DOCUMENT EXTRACT
Joe De Vries, Director for the Program for Africa's Seeds Systems (PASS) at the Alliance for Green Revolution in Africa, spoke to allAfrica at the sidelines of the Alliance for a Green Revolution Forum in Addis Ababa. Here are excerpts from the interview:
Can you elaborate on the relationship between smallholder agriculture and larger agribusiness companies.
I think we heard from the Agriculture Minister of Nigeria Akin Adesina loud and clear that private agribusiness firms operating within a given country are the friend to the policymaker and country leader trying to ensure food security and growth of the agricultural economy.
If anything I think it's just a new concept to people in these countries where the state has been the primary actor with regard to supply of seeds and fertilizer and being the off-taker of the surplus crop. And even in the case of advice on how to get higher yields that has mostly come from the government as well. And so there's a certain sense of unease about the change that's taking place but I think farmers are getting a better sets of goods and services, now than they were in the past. They have a choice now, and nobody's forcing them to buy one or another product from any given company. So if a company does sell a poor quality product they won't be able to do it for long. They'll be out of business.
I think people had similar misgivings when pharmacies originally got privatized and later on the telecoms industry, yet nobody would argue that we need to go back to a government only pharmacy or telecoms sector since we're all communicating and getting better access in Africa than we were before. And the same is playing out with seed. If you talk to farmers now, they'll inform you on that point.
More importantly than that is that yields are increasing and that's been Africa's biggest problem, that it has huge sections of its population involved directly in agricultural production but they were getting such miserably low yields as compared to the rest of the world. For a long time I think people got the feeling that that was as good as you can do in Africa. There was something wrong with the soils or maybe the farmers weren't as hard working, or weren't as well informed as farmers in other parts of the world. But we took a look at that a long time ago and realized that's the furthest thing from the truth. Africa's farmers are smart they're hard working, they were simply held back by a lack of really good adapted seed in large part and then other technologies that help that higher yielding crop seed do better.
Please share the stories of some of the entrepreneurs you've worked with at AGRA ...
I feel really fortunate that in this part of my to be working side by side with so many people who have taken the opportunity to offered to them by and run with it and achieved successes they probably never dreamed of. Let me talk about a cassava breeder in Mozambique named Annabella Zacharia.
She recognized a new disease that had come into the cassava crop in Northern Mozambique in the late 1990s early 2000s that actually caused a localized famine it got so bad, called Cassava Brown Streak Disease.
It's caused by a virus and it became an epidemic. She took aim at that disease and said I'm going to fix that. We sent her off for training, she did her PhD at a South African university on that very topic, genetics and breeding and how to prevent that disease from occurring in a cassava crop.

COLLECTED MATERIAL
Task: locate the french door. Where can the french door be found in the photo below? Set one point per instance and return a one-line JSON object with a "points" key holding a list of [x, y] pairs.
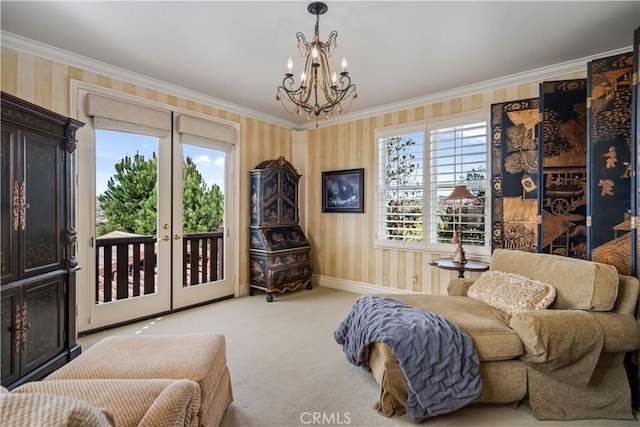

PROMPT
From the interview on African seed systems, translate this sentence into Spanish: "They have a choice now, and nobody's forcing them to buy one or another product from any given company."

SOLUTION FOR THIS TASK
Ahora tienen opción, y nadie los obliga a comprar uno u otro producto de ninguna empresa en particular.